(Photo object pointing material)
>>>>>
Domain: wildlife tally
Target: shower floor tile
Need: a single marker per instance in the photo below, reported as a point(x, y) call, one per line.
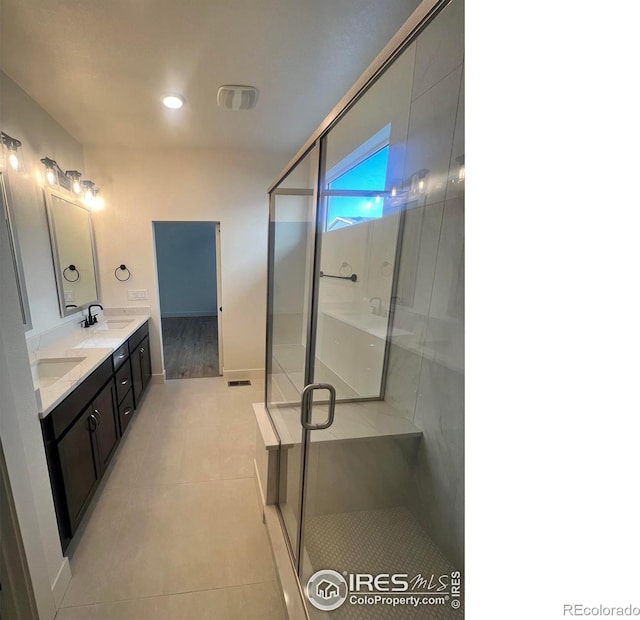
point(376, 541)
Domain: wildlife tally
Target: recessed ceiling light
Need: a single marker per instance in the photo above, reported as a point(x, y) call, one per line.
point(173, 102)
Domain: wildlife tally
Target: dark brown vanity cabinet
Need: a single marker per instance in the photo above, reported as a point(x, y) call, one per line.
point(80, 436)
point(82, 433)
point(140, 362)
point(85, 450)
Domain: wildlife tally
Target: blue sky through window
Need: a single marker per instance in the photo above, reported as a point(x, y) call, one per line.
point(369, 174)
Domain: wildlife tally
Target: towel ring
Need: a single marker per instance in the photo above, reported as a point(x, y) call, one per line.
point(71, 268)
point(122, 268)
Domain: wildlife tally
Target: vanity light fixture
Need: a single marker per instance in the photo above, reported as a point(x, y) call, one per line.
point(173, 102)
point(88, 192)
point(74, 176)
point(98, 201)
point(12, 145)
point(52, 169)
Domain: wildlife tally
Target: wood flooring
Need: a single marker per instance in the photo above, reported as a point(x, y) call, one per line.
point(190, 347)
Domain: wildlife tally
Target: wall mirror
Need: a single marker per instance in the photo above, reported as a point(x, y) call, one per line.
point(73, 250)
point(5, 199)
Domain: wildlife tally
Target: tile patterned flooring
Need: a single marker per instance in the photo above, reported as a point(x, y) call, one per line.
point(175, 529)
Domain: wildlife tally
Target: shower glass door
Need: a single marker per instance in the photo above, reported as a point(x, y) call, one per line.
point(366, 294)
point(291, 236)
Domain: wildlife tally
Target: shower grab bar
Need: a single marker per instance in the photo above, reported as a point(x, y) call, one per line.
point(305, 406)
point(353, 277)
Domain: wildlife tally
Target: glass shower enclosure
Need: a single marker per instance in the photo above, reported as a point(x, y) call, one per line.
point(365, 339)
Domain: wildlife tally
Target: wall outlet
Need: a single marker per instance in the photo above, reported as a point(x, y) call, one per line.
point(135, 295)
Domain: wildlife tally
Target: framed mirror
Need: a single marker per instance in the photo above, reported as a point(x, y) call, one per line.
point(14, 246)
point(73, 249)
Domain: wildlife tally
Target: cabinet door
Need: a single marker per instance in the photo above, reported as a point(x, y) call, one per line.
point(104, 408)
point(141, 369)
point(79, 464)
point(145, 362)
point(136, 374)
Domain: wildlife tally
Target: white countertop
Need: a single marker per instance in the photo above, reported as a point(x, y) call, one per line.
point(92, 345)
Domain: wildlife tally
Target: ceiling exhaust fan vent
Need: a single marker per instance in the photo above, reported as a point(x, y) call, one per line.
point(237, 97)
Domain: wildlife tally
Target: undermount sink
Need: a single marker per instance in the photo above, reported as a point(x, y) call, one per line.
point(116, 323)
point(46, 372)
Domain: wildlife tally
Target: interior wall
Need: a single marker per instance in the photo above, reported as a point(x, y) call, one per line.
point(146, 185)
point(23, 447)
point(186, 260)
point(41, 136)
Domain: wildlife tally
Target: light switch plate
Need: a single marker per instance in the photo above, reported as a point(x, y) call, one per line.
point(135, 295)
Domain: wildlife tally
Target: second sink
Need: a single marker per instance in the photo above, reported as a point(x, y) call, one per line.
point(46, 372)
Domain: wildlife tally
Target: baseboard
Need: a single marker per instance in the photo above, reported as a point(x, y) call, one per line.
point(186, 314)
point(255, 374)
point(261, 497)
point(289, 588)
point(159, 377)
point(61, 582)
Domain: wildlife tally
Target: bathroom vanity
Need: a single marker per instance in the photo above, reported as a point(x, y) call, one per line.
point(89, 385)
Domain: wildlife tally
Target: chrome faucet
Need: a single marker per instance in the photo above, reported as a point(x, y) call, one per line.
point(376, 310)
point(92, 319)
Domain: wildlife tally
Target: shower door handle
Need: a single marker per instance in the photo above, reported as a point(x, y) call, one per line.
point(306, 403)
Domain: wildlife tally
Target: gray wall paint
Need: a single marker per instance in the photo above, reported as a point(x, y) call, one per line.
point(186, 259)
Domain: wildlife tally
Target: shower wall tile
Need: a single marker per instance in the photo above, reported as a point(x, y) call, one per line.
point(368, 474)
point(431, 130)
point(456, 179)
point(441, 49)
point(402, 381)
point(438, 478)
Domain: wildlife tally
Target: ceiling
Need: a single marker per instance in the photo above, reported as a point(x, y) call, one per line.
point(100, 68)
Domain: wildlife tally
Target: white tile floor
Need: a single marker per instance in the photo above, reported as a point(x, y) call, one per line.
point(175, 530)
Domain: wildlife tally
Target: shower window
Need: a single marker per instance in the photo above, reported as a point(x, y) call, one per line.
point(358, 205)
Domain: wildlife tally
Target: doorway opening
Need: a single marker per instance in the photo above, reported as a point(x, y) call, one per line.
point(188, 267)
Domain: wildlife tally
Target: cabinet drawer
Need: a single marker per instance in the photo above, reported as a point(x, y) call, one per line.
point(138, 336)
point(120, 355)
point(123, 380)
point(125, 411)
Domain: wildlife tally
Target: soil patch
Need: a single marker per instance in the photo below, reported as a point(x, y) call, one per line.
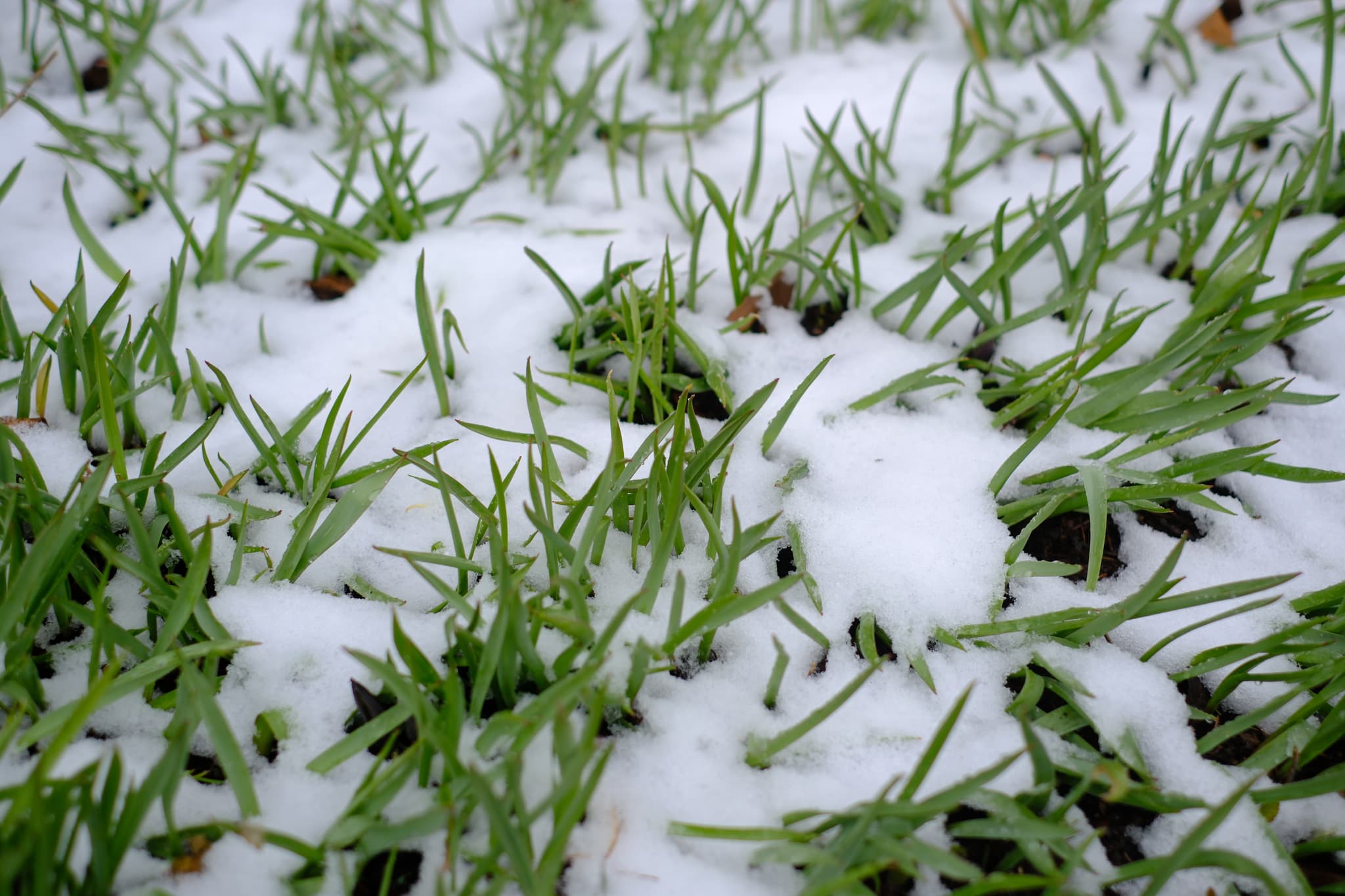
point(1178, 523)
point(1064, 539)
point(403, 875)
point(330, 286)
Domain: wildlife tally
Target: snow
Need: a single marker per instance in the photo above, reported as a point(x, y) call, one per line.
point(893, 516)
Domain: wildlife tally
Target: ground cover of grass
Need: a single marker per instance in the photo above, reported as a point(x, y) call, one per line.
point(626, 446)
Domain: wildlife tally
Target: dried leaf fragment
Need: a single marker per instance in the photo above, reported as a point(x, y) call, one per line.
point(194, 851)
point(782, 291)
point(1218, 26)
point(330, 286)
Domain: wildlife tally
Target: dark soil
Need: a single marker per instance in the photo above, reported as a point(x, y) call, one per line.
point(1232, 752)
point(821, 317)
point(405, 874)
point(369, 706)
point(97, 75)
point(986, 853)
point(206, 769)
point(881, 643)
point(1178, 523)
point(1066, 540)
point(167, 683)
point(1321, 872)
point(708, 406)
point(1115, 821)
point(818, 666)
point(178, 567)
point(1170, 268)
point(889, 883)
point(1051, 702)
point(689, 666)
point(981, 354)
point(330, 286)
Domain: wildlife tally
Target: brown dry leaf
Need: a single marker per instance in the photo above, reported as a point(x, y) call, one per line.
point(190, 863)
point(782, 291)
point(1216, 30)
point(330, 286)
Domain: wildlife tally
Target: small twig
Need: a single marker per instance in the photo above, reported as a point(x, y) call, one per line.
point(27, 85)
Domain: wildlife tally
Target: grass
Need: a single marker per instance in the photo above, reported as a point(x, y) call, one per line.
point(495, 743)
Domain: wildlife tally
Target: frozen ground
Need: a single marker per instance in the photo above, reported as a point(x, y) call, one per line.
point(893, 513)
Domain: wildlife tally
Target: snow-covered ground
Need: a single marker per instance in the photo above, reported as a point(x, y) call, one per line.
point(893, 515)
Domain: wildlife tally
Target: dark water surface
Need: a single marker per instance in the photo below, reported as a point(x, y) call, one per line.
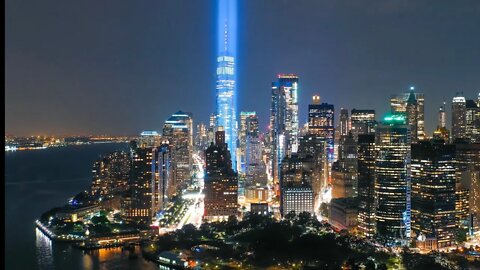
point(38, 180)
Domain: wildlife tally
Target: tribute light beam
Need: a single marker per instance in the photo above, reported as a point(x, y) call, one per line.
point(226, 78)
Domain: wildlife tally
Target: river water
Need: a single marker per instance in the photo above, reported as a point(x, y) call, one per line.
point(38, 180)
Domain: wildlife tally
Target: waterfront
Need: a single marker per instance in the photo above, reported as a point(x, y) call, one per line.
point(36, 181)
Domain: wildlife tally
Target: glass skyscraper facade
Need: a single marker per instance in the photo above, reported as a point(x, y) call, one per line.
point(283, 121)
point(433, 191)
point(392, 186)
point(226, 52)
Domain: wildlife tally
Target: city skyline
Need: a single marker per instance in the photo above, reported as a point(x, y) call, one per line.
point(86, 66)
point(243, 134)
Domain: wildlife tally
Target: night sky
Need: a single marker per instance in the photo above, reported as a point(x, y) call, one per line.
point(120, 67)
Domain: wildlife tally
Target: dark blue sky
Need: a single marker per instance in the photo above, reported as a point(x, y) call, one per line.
point(119, 67)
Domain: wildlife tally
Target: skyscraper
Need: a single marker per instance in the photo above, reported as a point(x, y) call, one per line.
point(392, 187)
point(458, 117)
point(162, 192)
point(468, 182)
point(412, 104)
point(283, 121)
point(344, 122)
point(221, 184)
point(472, 121)
point(442, 133)
point(344, 170)
point(177, 130)
point(433, 191)
point(226, 114)
point(296, 185)
point(143, 181)
point(362, 122)
point(366, 184)
point(321, 123)
point(248, 124)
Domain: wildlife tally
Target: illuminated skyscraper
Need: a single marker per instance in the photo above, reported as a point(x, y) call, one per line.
point(433, 191)
point(344, 122)
point(321, 123)
point(412, 104)
point(472, 121)
point(221, 184)
point(344, 170)
point(142, 182)
point(283, 121)
point(468, 182)
point(226, 85)
point(392, 186)
point(296, 185)
point(442, 133)
point(248, 120)
point(458, 117)
point(366, 184)
point(362, 122)
point(177, 130)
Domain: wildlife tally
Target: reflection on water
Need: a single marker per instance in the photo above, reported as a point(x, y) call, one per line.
point(44, 250)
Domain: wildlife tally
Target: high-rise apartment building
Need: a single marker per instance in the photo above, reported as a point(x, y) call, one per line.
point(433, 191)
point(177, 130)
point(201, 138)
point(221, 184)
point(366, 155)
point(226, 114)
point(344, 170)
point(472, 121)
point(142, 181)
point(110, 174)
point(149, 138)
point(255, 169)
point(296, 185)
point(362, 122)
point(163, 191)
point(321, 123)
point(442, 133)
point(458, 117)
point(344, 127)
point(248, 124)
point(412, 105)
point(314, 146)
point(468, 182)
point(283, 121)
point(392, 186)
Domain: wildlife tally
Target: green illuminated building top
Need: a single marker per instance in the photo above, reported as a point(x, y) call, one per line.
point(395, 119)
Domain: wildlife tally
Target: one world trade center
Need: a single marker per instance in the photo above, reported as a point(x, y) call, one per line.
point(226, 53)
<<<<<
• _Task_: Can you copy the material word for word, from its start through the line containing "point(5, 199)", leaving out the pictures?

• _Written response_:
Domain: wildlife tally
Target: shower floor tile
Need: a single marker per instance in the photo below, reported as a point(x, y) call, one per line.
point(376, 541)
Domain: wildlife tally
Target: recessed ceiling light
Need: a single marker per instance in the photo above, reported as a point(x, y) call, one per line.
point(173, 102)
Domain: wildlife tally
Target: dark brown vanity cabinet
Need: a single marker per instance in the photo above, reported as a point(x, y) call, one per line.
point(80, 436)
point(82, 433)
point(140, 362)
point(85, 450)
Domain: wildlife tally
Target: blue sky through window
Need: a single marker per instance in the photo above, reported as a point(x, y) call, one per line.
point(369, 174)
Domain: wildlife tally
Target: towel ring
Need: a single marker per instance in the photo above, reported as a point(x, y) call, one per line.
point(71, 268)
point(122, 268)
Domain: wildlife tally
Target: vanity light fixture
Need: a single marker per instance in the photo above, reported as a point(x, y) call, one per line.
point(173, 102)
point(88, 192)
point(74, 176)
point(98, 201)
point(12, 145)
point(52, 169)
Domain: wildlife tally
Target: wood flooring
Need: a single marker per instance in the photo above, reported as a point(x, y) call, one per line.
point(190, 347)
Domain: wildlife tally
Target: wall mirror
Need: a single marker per instance in the photo above, reported as a point(x, y) call, one per line.
point(73, 250)
point(5, 199)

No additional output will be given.